:: Task list ::
**1.** According to the commitments documentation, what tool should be used to import commitments for Azure?
**2.** Print the part of the commitments documentation starting with "Cast AI imports" and going on through "in particular regions).".
>> Begin Given passage
Commitments
The commitments feature set is Cast AI's approach to utilizing cloud provider commitments in autoscaling. Commitments cover two categories:
Cost optimization commitments — Reserved Instances (AWS, Azure), Savings Plans (AWS, Azure), and Committed Use Discounts (GCP) reduce costs through long-term pricing agreements.
Capacity reservations — AWS On-Demand Capacity Reservations (ODCRs) and EC2 Capacity Blocks for ML guarantee instance availability in a specific Availability Zone and instance type. For full documentation on capacity reservations, see AWS capacity reservations.
Cast AI imports both categories and surfaces them on the Commitments page, where you can assign them to clusters and track utilization.
AWS Savings Plans are a flexible pricing model that provides significant savings on compute usage. Unlike Reserved Instances that are tied to specific instance types and availability zones, Savings Plans offer greater flexibility by applying to any instance family, size, operating system, tenancy, or region within the commitment scope. Cast AI supports both Compute Savings Plans (covering all AWS compute services) and EC2 Instance Savings Plans (for specific instance families in particular regions).
GCP Committed Use Discounts come in two types. Resource-based CUDs commit to a specific amount of vCPU and memory in a region. Compute flexible CUDs (Flex CUDs) are spend-based commitments that cover overall compute spend, measured as a single utilization rate instead of CPU and memory splits. Flex CUDs work the same way as AWS Savings Plans — they apply to any machine type in the committed region and provide flexibility across instance families. Cast AI supports both types for utilization tracking and node autoscaling. On the Commitments page, each type appears under its own tab: Resource-based and Flexible CUDs.
Supported commitment types
| Provider | Commitment type | Supported for node autoscaling | Tracking of commitment utilization outside of Cast AI-onboarded clusters |
|---|---|---|---|
| AWS | Reserved instances | + | + |
| Savings plan | + | + | |
| GCP | Resource-based CUD | + | - |
| Compute flexible CUD | + | - | |
| Azure | Reserved instances | + | - |
| Savings plan | + | - | |
| Cast AI Anywhere | - | - |
NoteCapacity reservations (ODCRs and Capacity Blocks) are currently supported for AWS only. For details, see AWS capacity reservations.
How it works
Commitments are imported at the organization level. For AWS and GCP, you can import commitments using either Cloud Connect or the commitments import script. For Azure, use the commitments import script. One CUD, Reserved Instance, or Savings Plan in the user's cloud account equals one commitment in the Cast AI platform.
>> End Given passage
>> Begin Data
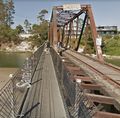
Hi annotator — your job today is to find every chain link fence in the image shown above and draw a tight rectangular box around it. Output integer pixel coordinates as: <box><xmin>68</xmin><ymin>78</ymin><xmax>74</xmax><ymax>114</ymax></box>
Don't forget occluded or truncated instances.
<box><xmin>0</xmin><ymin>44</ymin><xmax>44</xmax><ymax>118</ymax></box>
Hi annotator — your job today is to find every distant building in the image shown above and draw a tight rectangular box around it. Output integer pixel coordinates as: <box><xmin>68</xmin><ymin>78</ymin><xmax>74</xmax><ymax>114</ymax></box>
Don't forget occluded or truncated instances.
<box><xmin>97</xmin><ymin>26</ymin><xmax>118</xmax><ymax>35</ymax></box>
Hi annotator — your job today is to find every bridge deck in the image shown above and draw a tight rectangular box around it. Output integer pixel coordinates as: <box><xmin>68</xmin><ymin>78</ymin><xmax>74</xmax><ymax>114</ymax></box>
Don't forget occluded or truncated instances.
<box><xmin>19</xmin><ymin>52</ymin><xmax>66</xmax><ymax>118</ymax></box>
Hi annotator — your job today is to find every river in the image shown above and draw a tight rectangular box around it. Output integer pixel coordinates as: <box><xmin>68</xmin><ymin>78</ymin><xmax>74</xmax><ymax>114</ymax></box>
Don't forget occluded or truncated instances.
<box><xmin>0</xmin><ymin>52</ymin><xmax>31</xmax><ymax>89</ymax></box>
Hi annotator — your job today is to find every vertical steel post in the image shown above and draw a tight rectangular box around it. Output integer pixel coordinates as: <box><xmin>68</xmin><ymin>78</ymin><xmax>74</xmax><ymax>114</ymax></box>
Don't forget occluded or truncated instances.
<box><xmin>65</xmin><ymin>22</ymin><xmax>71</xmax><ymax>47</ymax></box>
<box><xmin>87</xmin><ymin>5</ymin><xmax>104</xmax><ymax>62</ymax></box>
<box><xmin>75</xmin><ymin>14</ymin><xmax>87</xmax><ymax>51</ymax></box>
<box><xmin>76</xmin><ymin>17</ymin><xmax>79</xmax><ymax>39</ymax></box>
<box><xmin>61</xmin><ymin>26</ymin><xmax>65</xmax><ymax>42</ymax></box>
<box><xmin>52</xmin><ymin>7</ymin><xmax>58</xmax><ymax>49</ymax></box>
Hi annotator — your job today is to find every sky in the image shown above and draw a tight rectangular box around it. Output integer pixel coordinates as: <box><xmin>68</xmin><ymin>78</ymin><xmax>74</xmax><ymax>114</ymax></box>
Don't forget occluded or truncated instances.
<box><xmin>13</xmin><ymin>0</ymin><xmax>120</xmax><ymax>29</ymax></box>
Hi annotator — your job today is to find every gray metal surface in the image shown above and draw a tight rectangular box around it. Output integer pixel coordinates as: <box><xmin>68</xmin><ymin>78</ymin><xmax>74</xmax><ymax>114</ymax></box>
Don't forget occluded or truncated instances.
<box><xmin>67</xmin><ymin>50</ymin><xmax>120</xmax><ymax>81</ymax></box>
<box><xmin>21</xmin><ymin>52</ymin><xmax>66</xmax><ymax>118</ymax></box>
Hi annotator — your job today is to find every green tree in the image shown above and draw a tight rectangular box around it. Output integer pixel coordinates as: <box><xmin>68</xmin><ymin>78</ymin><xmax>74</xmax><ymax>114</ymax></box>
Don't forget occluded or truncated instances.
<box><xmin>0</xmin><ymin>0</ymin><xmax>7</xmax><ymax>24</ymax></box>
<box><xmin>37</xmin><ymin>9</ymin><xmax>48</xmax><ymax>22</ymax></box>
<box><xmin>29</xmin><ymin>9</ymin><xmax>48</xmax><ymax>47</ymax></box>
<box><xmin>24</xmin><ymin>19</ymin><xmax>31</xmax><ymax>33</ymax></box>
<box><xmin>5</xmin><ymin>0</ymin><xmax>15</xmax><ymax>26</ymax></box>
<box><xmin>16</xmin><ymin>25</ymin><xmax>24</xmax><ymax>34</ymax></box>
<box><xmin>29</xmin><ymin>22</ymin><xmax>48</xmax><ymax>47</ymax></box>
<box><xmin>0</xmin><ymin>25</ymin><xmax>20</xmax><ymax>44</ymax></box>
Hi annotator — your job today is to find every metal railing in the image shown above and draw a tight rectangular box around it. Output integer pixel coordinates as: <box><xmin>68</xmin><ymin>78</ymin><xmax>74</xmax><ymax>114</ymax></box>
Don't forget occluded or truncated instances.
<box><xmin>0</xmin><ymin>44</ymin><xmax>44</xmax><ymax>118</ymax></box>
<box><xmin>51</xmin><ymin>48</ymin><xmax>97</xmax><ymax>118</ymax></box>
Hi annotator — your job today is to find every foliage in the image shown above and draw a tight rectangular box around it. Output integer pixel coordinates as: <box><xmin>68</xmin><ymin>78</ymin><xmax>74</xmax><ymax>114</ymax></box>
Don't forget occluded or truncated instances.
<box><xmin>0</xmin><ymin>0</ymin><xmax>15</xmax><ymax>26</ymax></box>
<box><xmin>29</xmin><ymin>9</ymin><xmax>48</xmax><ymax>47</ymax></box>
<box><xmin>29</xmin><ymin>22</ymin><xmax>48</xmax><ymax>46</ymax></box>
<box><xmin>0</xmin><ymin>25</ymin><xmax>20</xmax><ymax>44</ymax></box>
<box><xmin>24</xmin><ymin>19</ymin><xmax>31</xmax><ymax>33</ymax></box>
<box><xmin>103</xmin><ymin>35</ymin><xmax>120</xmax><ymax>55</ymax></box>
<box><xmin>37</xmin><ymin>9</ymin><xmax>48</xmax><ymax>22</ymax></box>
<box><xmin>16</xmin><ymin>25</ymin><xmax>24</xmax><ymax>34</ymax></box>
>> End Data
:: Solutions by task ::
**1.** The commitments import script.

**2.**
Cast AI imports both categories and surfaces them on the Commitments page, where you can assign them to clusters and track utilization.
AWS Savings Plans are a flexible pricing model that provides significant savings on compute usage. Unlike Reserved Instances that are tied to specific instance types and availability zones, Savings Plans offer greater flexibility by applying to any instance family, size, operating system, tenancy, or region within the commitment scope. Cast AI supports both Compute Savings Plans (covering all AWS compute services) and EC2 Instance Savings Plans (for specific instance families in particular regions).